* **Task details**
Present every row below as a Markdown table with two columns, "No." and "Line", numbering the rows in order and omitting any blank lines.

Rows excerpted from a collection
● ● ● ●
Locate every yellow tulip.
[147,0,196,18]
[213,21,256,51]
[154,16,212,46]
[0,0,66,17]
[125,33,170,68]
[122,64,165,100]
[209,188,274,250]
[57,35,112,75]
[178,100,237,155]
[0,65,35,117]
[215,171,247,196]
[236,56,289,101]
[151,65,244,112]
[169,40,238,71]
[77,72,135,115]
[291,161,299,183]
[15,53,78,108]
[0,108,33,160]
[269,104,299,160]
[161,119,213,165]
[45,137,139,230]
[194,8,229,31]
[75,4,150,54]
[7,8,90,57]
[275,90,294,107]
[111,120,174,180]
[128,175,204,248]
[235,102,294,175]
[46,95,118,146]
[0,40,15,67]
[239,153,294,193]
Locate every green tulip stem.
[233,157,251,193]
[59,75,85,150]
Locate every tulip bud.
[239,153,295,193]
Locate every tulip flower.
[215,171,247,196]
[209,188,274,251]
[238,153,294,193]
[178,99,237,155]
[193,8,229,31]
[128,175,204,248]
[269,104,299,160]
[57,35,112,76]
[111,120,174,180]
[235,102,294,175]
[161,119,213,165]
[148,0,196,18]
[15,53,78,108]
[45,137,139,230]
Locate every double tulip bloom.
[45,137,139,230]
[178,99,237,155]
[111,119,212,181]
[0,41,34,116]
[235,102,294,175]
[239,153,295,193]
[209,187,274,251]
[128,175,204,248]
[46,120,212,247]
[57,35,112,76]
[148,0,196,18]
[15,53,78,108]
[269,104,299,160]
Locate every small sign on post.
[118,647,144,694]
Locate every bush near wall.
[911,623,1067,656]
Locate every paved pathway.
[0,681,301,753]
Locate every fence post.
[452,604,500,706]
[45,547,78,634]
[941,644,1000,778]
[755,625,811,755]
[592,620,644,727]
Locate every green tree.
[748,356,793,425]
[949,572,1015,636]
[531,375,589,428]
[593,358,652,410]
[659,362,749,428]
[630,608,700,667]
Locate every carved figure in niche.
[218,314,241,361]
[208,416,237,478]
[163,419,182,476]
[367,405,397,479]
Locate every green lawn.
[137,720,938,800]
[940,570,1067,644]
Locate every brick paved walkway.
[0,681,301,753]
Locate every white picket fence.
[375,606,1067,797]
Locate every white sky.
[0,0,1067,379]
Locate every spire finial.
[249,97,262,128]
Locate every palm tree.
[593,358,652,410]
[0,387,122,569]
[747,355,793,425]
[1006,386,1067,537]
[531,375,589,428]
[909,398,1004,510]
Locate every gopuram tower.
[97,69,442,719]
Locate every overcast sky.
● ● ● ●
* **Problem solution**
| No. | Line |
|---|---|
| 1 | Locate every yellow tulip. |
| 2 | [147,0,196,18] |
| 3 | [213,21,256,51] |
| 4 | [154,16,212,46] |
| 5 | [0,0,66,17] |
| 6 | [125,33,170,68] |
| 7 | [122,64,165,100] |
| 8 | [209,188,274,250] |
| 9 | [57,35,112,75] |
| 10 | [178,100,237,155] |
| 11 | [0,65,35,117] |
| 12 | [215,171,247,196] |
| 13 | [236,56,289,101] |
| 14 | [151,65,244,112] |
| 15 | [169,40,238,71] |
| 16 | [77,72,135,115] |
| 17 | [291,161,299,183] |
| 18 | [15,53,78,108] |
| 19 | [0,108,33,160] |
| 20 | [269,104,299,160] |
| 21 | [161,119,213,165] |
| 22 | [45,137,139,230] |
| 23 | [194,8,229,31] |
| 24 | [75,4,150,54] |
| 25 | [7,8,90,57] |
| 26 | [275,90,294,107] |
| 27 | [111,120,174,180] |
| 28 | [128,175,204,248] |
| 29 | [235,102,294,175] |
| 30 | [46,95,118,146] |
| 31 | [0,40,15,67] |
| 32 | [239,153,294,193] |
| 33 | Locate every green tulip stem. |
| 34 | [233,157,251,193] |
| 35 | [59,75,85,150] |
| 36 | Locate every tulip bud. |
| 37 | [239,153,295,193] |
| 38 | Locate every tulip flower. |
| 39 | [215,171,247,196] |
| 40 | [209,188,274,251] |
| 41 | [238,153,294,193] |
| 42 | [178,99,237,155] |
| 43 | [193,8,229,31] |
| 44 | [128,175,204,248] |
| 45 | [269,104,299,160] |
| 46 | [57,35,112,76] |
| 47 | [111,120,174,180] |
| 48 | [235,102,294,175] |
| 49 | [161,119,213,165] |
| 50 | [148,0,196,18] |
| 51 | [15,53,78,108] |
| 52 | [45,137,139,230] |
| 53 | Locate every double tulip bloom. |
| 54 | [45,137,139,230] |
| 55 | [178,99,237,155] |
| 56 | [111,119,212,181] |
| 57 | [0,41,34,116] |
| 58 | [235,102,294,175] |
| 59 | [239,153,295,193] |
| 60 | [209,187,274,251] |
| 61 | [128,175,204,248] |
| 62 | [46,120,212,247] |
| 63 | [57,35,112,76] |
| 64 | [148,0,196,18] |
| 65 | [15,53,78,108] |
| 66 | [269,104,299,160] |
| 67 | Locate every small sign on post. |
| 68 | [118,647,144,694] |
| 69 | Locate every bush near wall. |
| 70 | [911,623,1067,656] |
| 71 | Locate every paved pathway. |
| 72 | [0,681,301,753] |
| 73 | Locate every fence post. |
| 74 | [452,604,500,706] |
| 75 | [45,547,78,634] |
| 76 | [941,644,1000,778] |
| 77 | [755,625,811,755] |
| 78 | [592,620,644,727] |
| 79 | Locate every green tree. |
| 80 | [748,356,793,425] |
| 81 | [949,572,1015,636] |
| 82 | [531,375,589,428] |
| 83 | [593,358,652,410] |
| 84 | [659,362,749,428] |
| 85 | [630,608,700,667] |
| 86 | Locate every carved figure in niche. |
| 87 | [218,314,241,361] |
| 88 | [208,416,237,478] |
| 89 | [163,419,182,476] |
| 90 | [367,405,397,479] |
| 91 | Locate every green lawn. |
| 92 | [137,720,938,800] |
| 93 | [940,570,1067,644] |
| 94 | Locate every brick paved walkway. |
| 95 | [0,681,301,753] |
| 96 | Locate every white picket fence. |
| 97 | [375,606,1067,797] |
| 98 | Locate every white sky. |
| 99 | [0,0,1067,379] |
| 100 | Locate every spire finial. |
| 101 | [249,97,262,128] |
| 102 | Locate every palm tree. |
| 103 | [593,358,652,410] |
| 104 | [0,387,122,569] |
| 105 | [747,355,793,425] |
| 106 | [1006,386,1067,537] |
| 107 | [531,375,589,428] |
| 108 | [909,398,1004,510] |
| 109 | Locate every gopuram tower. |
| 110 | [97,69,442,719] |
| 111 | Locate every overcast sky. |